*Text passage*
Employees Lose Bid for Pension Plan Payments Following Sale of Division

December 31, 2004 | Employment & Labor

The plaintiffs in this case were employed in a division of SKF USA, Inc., when SKF sold the division to Tyson Bearing Company. The plaintiffs became employees of Tyson immediately after the sale at the same facility and did not suffer any period of unemployment or interruption of wages. Under the terms of the sale, Tyson agreed to provide a pension plan equivalent to the SKF pension plan for hourly employees, although Tyson apparently did not agree to merge the two pension plans.

The plaintiffs subsequently filed claims with the SKF pension plan, arguing that they were entitled to pension benefits because they had been “laid off” from their SKF employment as a result of the sale. The plan administrator denied the claims, concluding that the plaintiffs had not been laid off after the sale because they “did not have any period of unemployment or interruption of wages as a result of the sale.” As the administrator explained, Tyson had implemented a pension plan with terms essentially identical to those of the SKF pension plan.

The plaintiffs then brought suit against SKF, but the federal district court rejected their claims, ruling that the sale of SKF’s division did not result in a layoff. The plaintiffs appealed.

The U.S. Court of Appeals for the Sixth Circuit affirmed. The circuit court noted that in Rowe v. Allied Chemical Hourly Employees’ Pension Plan, 915 F.2d 266 (6th Cir. 1990), it had ruled that the separation of employees from their original employment and immediate employment by the company purchasing the original employer’s facility did not constitute a layoff. The Sixth Circuit rejected the SKF plaintiffs’ attempt to limit Rowe by arguing that it applied only where the successor employer agreed to continue the pension plan so as not to affect the employees’ pension benefits. In the Sixth Circuit’s view, the Rowe decision “should not be read so narrowly.” As the appellate court explained, the key to Rowe was that “that there was no interruption in the plaintiffs’ employment because they immediately became employees of the purchasing company upon completion of the sale.” Similarly, the circuit court concluded on the same basis that the plaintiffs here were not entitled to receive pension plan payments. [Morgan v. SKF USA, Inc., 385 F.3d 989 (6th Cir. 2004).]

Comment: The Sixth Circuit decisions in the Rowe and Morgan cases hold that it is not unreasonable for plan administrators to construe “layoff” to mean a temporary termination or interruption in employment. Accordingly, a company’s sale of a division to another business does not necessarily trigger obligations under the seller’s pension or benefit plans, especially where the employees continue to be employed.

Lawyer’s “Residual Disability” Claim Is Rejected After Court Finds He Is No Longer Disabled

A law firm discovered that a partner was allegedly embezzling money from the firm and from a client of the firm. It terminated the partner’s employment and reported his actions to the state board of professional responsibility. The partner sought treatment from a psychiatrist, who concluded that partner could no longer function as a trial lawyer due to a variety of psychological impairments. The partner agreed to be placed on disability inactive status, and his disability insurer began payments under his disability insurance coverage.

*Material provided*
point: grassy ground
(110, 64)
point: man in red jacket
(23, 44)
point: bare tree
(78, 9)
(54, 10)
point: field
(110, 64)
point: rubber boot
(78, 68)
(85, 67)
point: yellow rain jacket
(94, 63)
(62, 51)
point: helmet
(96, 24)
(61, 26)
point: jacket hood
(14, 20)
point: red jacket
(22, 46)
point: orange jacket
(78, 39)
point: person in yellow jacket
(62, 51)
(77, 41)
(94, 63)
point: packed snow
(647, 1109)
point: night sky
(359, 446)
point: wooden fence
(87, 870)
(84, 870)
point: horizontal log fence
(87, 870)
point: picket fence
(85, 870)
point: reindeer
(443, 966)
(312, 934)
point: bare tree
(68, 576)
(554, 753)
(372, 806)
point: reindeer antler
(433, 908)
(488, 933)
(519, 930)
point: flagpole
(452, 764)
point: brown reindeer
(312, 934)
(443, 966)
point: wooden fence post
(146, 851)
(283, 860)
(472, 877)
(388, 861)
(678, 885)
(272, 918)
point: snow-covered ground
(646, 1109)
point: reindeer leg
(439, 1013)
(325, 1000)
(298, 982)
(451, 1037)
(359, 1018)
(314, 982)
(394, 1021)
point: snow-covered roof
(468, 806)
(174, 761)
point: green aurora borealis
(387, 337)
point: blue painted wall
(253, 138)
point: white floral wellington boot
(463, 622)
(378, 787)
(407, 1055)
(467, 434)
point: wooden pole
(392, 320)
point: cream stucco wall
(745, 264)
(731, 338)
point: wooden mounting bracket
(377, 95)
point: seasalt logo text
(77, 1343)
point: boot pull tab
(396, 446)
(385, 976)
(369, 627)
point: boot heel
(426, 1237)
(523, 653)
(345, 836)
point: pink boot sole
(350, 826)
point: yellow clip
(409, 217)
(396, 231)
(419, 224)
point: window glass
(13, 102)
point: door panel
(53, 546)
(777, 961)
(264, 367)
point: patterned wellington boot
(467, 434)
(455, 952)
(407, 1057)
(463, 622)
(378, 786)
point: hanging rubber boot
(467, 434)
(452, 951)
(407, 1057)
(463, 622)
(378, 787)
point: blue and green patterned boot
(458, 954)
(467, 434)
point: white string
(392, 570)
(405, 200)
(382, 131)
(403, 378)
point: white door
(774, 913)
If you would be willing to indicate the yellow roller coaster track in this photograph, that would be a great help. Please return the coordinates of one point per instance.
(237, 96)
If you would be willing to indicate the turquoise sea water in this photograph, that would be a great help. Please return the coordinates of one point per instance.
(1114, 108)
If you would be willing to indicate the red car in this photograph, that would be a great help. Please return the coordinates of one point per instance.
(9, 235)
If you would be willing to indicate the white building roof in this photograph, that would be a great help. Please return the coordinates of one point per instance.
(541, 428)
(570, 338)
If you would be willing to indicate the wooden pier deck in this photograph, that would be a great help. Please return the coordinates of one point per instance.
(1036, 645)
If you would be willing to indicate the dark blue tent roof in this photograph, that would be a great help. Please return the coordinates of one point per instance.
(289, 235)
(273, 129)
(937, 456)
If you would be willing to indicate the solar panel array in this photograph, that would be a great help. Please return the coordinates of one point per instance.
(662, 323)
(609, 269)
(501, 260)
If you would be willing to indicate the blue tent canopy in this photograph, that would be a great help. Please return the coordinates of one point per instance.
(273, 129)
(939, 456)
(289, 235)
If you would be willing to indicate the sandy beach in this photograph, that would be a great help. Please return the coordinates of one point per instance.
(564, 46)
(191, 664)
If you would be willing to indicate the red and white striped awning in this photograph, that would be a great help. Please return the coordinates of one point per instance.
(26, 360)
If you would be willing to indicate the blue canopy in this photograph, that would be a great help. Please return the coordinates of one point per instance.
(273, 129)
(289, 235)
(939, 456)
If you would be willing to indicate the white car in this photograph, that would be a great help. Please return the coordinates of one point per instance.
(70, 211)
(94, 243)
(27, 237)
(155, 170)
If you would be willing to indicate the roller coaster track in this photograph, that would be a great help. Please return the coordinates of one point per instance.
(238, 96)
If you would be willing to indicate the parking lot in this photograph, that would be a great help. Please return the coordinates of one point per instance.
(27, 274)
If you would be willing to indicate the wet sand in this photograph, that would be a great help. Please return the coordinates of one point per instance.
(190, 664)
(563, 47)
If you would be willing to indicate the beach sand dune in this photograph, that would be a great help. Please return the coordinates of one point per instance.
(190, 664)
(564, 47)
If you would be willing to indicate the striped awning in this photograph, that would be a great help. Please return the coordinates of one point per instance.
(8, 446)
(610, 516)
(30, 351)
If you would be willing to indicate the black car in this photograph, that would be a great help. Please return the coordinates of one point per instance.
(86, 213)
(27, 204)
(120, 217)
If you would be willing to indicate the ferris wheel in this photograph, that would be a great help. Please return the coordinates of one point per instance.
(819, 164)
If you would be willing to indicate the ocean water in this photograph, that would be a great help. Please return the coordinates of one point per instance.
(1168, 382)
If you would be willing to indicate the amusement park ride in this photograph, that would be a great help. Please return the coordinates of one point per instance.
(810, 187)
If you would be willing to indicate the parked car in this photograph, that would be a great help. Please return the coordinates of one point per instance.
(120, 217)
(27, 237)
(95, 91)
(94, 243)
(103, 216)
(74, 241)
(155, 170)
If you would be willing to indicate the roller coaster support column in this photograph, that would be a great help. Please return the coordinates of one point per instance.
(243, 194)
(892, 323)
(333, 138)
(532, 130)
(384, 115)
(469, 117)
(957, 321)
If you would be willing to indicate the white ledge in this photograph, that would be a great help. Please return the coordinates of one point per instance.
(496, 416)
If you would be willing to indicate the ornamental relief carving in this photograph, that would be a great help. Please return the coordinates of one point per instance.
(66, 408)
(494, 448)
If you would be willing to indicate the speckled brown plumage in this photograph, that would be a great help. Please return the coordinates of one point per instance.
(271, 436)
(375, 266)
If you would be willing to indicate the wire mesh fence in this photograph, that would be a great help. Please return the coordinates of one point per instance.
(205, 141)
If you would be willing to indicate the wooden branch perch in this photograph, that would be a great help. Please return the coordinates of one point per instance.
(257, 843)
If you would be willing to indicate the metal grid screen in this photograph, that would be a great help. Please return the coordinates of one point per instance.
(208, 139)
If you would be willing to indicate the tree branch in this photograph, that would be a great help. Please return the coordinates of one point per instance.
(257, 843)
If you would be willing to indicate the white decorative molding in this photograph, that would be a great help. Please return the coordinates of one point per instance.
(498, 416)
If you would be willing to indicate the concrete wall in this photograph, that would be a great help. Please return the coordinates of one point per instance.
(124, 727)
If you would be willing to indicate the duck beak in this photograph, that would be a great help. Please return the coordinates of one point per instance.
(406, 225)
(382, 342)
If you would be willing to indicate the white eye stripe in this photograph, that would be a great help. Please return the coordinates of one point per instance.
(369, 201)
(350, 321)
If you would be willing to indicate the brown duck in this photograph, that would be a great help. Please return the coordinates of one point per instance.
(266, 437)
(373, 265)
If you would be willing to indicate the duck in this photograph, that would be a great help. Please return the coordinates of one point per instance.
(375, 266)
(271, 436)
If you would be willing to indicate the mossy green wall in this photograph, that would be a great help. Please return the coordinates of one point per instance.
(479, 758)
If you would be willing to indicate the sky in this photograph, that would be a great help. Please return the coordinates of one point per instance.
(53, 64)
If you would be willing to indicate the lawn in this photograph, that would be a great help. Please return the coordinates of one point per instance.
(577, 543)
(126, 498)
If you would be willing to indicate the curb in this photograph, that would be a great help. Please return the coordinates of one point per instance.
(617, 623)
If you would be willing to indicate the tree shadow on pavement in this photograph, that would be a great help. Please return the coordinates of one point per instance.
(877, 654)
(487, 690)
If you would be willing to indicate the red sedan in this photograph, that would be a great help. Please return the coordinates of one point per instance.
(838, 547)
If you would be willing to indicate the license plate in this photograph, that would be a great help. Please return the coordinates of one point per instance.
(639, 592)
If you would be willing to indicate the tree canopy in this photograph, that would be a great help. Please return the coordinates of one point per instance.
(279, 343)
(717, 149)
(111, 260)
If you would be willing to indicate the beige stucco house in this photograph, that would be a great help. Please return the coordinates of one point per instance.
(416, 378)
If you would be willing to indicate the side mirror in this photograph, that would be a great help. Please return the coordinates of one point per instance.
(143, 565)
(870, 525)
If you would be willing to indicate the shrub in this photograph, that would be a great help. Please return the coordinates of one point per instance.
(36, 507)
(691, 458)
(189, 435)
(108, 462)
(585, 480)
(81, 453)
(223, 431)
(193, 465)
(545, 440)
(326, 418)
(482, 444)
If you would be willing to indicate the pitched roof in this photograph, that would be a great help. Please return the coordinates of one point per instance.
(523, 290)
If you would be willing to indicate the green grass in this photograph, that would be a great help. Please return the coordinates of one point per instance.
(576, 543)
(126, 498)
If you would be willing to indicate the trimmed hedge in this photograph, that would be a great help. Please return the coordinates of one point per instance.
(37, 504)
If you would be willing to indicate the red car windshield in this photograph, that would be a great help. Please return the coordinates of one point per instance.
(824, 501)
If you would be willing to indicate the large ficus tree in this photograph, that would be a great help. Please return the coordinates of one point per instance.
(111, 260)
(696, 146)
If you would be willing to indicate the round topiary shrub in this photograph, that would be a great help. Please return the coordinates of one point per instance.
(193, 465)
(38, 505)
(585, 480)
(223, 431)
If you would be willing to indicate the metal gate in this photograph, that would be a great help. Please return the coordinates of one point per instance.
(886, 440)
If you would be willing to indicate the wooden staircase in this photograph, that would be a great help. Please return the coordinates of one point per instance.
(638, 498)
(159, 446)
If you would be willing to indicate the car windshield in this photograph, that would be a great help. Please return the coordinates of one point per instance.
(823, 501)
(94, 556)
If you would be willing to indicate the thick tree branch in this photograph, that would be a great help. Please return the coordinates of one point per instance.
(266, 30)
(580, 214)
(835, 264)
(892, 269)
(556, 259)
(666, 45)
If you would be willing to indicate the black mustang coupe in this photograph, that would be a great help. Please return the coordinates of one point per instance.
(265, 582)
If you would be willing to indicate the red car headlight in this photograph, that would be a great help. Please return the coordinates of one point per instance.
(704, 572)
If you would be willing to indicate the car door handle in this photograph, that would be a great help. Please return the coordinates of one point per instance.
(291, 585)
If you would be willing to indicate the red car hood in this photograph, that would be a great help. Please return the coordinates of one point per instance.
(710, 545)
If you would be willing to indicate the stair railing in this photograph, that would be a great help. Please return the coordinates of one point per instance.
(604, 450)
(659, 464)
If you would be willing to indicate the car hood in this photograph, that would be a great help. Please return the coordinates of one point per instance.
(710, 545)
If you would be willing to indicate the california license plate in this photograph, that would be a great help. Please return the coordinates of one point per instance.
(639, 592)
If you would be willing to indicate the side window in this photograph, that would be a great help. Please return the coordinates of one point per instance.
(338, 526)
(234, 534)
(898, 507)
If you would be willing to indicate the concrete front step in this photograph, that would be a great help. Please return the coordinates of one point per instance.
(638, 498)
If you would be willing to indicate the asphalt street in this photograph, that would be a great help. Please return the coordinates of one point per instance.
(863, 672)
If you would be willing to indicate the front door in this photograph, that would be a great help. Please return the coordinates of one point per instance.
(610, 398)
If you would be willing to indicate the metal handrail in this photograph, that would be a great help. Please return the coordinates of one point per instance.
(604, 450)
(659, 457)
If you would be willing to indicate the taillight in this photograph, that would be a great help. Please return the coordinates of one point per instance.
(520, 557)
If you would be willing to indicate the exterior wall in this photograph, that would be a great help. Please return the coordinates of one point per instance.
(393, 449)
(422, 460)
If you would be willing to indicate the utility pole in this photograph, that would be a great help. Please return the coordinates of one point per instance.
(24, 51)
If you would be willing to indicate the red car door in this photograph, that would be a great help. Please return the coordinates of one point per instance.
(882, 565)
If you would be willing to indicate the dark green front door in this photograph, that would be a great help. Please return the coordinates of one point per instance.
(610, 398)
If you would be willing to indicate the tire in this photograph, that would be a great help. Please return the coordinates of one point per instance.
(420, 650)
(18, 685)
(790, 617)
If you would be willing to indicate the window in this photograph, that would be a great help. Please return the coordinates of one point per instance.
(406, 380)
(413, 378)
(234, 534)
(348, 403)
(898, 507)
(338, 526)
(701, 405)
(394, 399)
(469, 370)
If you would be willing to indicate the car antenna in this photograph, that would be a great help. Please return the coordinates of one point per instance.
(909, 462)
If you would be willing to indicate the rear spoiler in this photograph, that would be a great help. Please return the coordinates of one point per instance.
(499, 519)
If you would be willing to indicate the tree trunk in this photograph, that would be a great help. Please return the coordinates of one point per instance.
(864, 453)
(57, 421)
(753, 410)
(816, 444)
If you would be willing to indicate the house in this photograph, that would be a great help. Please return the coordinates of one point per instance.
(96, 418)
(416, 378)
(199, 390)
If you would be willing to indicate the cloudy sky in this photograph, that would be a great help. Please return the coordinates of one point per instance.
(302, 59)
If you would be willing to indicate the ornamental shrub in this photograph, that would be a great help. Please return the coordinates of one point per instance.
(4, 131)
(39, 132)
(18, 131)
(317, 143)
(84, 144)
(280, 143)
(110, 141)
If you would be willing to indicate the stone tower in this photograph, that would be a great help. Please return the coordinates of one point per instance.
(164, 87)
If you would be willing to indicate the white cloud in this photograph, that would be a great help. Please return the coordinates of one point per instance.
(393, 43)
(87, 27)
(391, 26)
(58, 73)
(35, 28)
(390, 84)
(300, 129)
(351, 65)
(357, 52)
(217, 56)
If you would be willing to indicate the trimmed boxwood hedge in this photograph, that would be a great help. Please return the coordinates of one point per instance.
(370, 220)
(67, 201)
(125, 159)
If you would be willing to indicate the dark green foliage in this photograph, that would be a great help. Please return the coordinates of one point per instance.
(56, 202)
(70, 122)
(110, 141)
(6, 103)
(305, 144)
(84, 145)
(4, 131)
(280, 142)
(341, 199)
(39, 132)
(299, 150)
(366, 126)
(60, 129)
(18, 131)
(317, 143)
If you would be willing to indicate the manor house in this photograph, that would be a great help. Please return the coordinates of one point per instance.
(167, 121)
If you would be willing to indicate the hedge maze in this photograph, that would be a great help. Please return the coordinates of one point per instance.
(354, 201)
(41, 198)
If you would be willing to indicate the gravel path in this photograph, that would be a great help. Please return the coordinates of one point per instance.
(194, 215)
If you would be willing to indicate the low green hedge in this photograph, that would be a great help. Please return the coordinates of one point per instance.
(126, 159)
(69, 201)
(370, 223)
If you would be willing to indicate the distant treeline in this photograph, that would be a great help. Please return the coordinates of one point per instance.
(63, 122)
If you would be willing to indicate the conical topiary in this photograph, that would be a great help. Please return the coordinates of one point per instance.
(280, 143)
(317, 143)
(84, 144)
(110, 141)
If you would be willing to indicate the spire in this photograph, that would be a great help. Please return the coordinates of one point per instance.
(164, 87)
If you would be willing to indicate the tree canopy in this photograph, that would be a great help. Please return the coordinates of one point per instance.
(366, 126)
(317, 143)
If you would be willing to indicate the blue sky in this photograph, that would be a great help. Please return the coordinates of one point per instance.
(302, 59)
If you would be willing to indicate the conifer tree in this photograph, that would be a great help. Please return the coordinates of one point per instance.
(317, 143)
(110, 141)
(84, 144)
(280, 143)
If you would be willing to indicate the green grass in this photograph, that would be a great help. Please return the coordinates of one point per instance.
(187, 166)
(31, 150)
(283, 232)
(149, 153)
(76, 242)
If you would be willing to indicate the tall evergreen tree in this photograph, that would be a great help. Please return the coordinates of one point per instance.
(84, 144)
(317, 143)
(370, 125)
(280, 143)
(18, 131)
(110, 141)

*Task requirements*
According to the employment law text, which company bought the SKF division where the plaintiffs had worked?

*Result*
Tyson Bearing Company